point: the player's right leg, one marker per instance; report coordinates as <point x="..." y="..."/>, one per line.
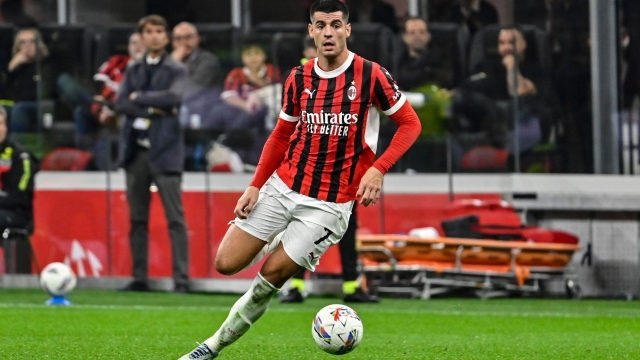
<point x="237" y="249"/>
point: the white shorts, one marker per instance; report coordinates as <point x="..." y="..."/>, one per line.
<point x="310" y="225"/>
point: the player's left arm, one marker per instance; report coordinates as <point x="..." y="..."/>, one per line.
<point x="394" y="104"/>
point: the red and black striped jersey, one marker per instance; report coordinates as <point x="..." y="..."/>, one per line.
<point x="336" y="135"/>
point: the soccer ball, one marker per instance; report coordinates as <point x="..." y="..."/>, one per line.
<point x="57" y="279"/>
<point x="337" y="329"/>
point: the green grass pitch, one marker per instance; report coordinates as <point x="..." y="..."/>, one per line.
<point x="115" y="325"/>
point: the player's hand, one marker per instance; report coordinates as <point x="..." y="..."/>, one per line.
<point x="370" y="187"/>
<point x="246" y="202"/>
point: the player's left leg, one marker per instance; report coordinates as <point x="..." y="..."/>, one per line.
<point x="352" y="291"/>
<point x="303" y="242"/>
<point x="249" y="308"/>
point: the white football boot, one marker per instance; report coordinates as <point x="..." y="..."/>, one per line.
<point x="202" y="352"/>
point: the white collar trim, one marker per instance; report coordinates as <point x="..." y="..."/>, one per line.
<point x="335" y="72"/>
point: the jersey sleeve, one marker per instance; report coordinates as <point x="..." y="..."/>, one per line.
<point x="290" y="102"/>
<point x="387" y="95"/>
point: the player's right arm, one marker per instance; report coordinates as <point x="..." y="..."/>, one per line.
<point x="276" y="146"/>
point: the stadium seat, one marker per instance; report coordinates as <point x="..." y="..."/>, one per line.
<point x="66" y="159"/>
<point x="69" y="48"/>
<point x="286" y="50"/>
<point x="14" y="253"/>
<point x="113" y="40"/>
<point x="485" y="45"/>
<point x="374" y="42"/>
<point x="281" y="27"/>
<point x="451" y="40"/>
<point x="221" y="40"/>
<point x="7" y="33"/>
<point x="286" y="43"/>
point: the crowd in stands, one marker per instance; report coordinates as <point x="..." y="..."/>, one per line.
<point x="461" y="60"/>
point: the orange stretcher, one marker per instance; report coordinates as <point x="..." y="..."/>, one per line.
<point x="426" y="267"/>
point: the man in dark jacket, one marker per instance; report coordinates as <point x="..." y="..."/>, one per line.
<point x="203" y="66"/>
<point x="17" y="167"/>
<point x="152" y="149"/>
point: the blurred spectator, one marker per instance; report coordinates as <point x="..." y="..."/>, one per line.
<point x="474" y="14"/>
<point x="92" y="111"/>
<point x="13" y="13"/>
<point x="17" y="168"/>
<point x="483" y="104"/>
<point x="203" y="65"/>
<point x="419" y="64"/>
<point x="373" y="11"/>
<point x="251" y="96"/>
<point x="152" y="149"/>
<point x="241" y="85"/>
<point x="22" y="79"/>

...

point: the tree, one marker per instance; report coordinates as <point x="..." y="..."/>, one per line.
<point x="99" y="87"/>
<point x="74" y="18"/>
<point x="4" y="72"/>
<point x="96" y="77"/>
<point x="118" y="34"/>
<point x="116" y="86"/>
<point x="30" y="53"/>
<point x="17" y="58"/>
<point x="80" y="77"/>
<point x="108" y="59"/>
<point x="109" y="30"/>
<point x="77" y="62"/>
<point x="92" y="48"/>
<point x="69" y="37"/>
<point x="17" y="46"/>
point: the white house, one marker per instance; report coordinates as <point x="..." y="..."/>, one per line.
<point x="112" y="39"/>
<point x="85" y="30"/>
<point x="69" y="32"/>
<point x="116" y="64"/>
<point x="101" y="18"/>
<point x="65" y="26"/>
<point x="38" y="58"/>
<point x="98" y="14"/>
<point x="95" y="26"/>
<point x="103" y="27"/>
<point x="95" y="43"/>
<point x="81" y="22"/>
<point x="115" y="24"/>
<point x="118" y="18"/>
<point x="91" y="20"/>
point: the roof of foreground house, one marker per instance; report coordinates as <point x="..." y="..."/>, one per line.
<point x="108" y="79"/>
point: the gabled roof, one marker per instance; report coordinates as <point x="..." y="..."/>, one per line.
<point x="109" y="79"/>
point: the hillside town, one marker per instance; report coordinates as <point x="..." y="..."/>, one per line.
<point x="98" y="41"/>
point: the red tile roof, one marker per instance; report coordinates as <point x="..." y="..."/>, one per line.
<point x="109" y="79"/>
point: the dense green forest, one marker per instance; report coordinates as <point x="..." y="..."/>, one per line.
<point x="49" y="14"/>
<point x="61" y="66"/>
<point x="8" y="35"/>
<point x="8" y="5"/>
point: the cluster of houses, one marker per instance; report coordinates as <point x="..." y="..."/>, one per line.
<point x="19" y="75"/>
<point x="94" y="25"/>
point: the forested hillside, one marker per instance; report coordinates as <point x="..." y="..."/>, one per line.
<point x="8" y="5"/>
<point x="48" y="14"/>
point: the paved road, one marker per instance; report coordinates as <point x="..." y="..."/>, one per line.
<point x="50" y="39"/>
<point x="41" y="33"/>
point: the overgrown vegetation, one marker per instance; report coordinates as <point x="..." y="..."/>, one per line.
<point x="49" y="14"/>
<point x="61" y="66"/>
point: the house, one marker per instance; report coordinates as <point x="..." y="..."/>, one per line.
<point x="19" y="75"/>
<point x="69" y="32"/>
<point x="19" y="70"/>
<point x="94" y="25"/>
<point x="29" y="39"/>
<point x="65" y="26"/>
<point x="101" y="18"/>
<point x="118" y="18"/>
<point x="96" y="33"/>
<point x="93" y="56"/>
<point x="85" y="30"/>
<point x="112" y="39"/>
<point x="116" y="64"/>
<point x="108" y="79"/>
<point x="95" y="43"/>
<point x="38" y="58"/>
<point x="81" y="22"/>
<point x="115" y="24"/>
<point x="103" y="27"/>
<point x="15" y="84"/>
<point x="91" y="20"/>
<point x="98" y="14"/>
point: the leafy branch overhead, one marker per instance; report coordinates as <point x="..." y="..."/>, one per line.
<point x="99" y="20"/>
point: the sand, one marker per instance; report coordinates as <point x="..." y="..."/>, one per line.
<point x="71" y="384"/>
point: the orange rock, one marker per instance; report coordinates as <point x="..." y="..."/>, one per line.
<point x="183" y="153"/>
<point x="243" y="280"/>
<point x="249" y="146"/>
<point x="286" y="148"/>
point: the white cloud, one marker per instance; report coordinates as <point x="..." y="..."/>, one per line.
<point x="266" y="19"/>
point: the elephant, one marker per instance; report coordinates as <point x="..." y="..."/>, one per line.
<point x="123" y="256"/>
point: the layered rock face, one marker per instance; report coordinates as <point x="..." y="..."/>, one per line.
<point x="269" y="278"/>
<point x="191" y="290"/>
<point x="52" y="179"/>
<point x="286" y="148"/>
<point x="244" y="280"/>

...

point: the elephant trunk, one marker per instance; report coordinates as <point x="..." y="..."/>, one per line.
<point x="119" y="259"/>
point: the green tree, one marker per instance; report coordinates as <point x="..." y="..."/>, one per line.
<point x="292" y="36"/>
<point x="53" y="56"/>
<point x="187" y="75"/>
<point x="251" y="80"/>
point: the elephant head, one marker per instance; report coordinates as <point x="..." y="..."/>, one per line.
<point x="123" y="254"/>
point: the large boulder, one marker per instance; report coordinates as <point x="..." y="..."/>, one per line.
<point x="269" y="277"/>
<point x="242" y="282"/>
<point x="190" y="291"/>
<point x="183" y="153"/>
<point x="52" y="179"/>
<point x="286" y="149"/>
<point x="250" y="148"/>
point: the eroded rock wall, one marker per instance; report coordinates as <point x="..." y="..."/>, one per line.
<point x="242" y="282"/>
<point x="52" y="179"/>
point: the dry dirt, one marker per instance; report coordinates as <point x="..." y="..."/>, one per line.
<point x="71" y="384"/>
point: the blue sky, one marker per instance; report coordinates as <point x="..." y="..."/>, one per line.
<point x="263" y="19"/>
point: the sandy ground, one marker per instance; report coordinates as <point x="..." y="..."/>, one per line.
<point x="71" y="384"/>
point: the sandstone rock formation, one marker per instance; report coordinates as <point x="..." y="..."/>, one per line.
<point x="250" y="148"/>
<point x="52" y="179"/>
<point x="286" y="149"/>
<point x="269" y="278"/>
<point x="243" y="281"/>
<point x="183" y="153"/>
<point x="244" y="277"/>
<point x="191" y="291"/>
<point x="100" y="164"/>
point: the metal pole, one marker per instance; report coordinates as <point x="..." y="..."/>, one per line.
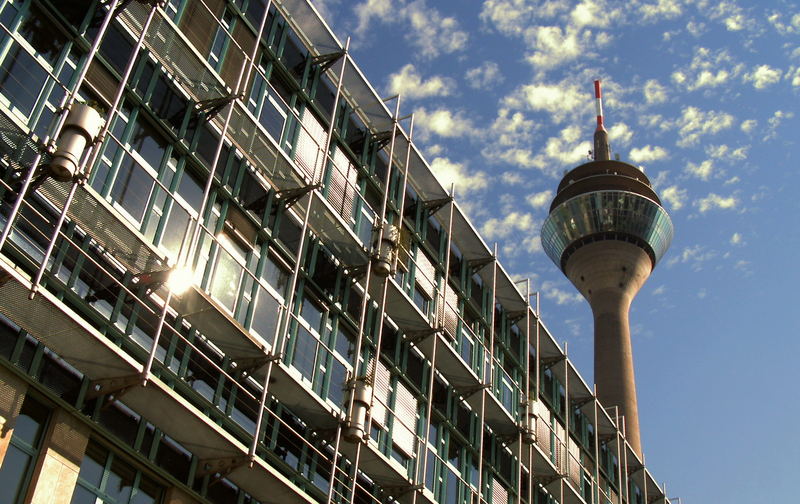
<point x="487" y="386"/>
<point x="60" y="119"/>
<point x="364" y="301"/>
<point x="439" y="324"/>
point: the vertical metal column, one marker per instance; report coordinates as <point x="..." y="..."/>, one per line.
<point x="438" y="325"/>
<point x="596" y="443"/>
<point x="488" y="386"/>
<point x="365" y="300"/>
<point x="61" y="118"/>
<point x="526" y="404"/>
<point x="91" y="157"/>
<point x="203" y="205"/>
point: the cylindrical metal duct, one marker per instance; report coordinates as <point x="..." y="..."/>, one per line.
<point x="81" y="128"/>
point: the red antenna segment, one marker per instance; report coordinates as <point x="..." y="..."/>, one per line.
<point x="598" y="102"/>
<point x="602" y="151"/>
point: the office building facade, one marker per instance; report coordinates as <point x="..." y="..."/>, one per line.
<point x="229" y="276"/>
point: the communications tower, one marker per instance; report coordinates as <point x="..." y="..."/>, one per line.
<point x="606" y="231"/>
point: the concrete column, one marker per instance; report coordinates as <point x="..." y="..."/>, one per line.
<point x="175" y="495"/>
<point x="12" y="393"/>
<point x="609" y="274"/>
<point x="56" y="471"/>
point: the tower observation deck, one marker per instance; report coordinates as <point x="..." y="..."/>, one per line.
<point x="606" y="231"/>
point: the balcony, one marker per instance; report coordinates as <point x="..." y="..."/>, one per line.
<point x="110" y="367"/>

Aim >>
Collect every line above that contains the word "green" and copy each one out.

Solution >>
point: the green grass pitch, one marker per instance; report coordinates as <point x="..." y="..."/>, one per line.
point: the dense green forest, one marker per instance; report coordinates as <point x="..." y="..."/>, one per line.
point: the green tree, one marker per instance; report coordinates as <point x="..." y="..."/>, one per line.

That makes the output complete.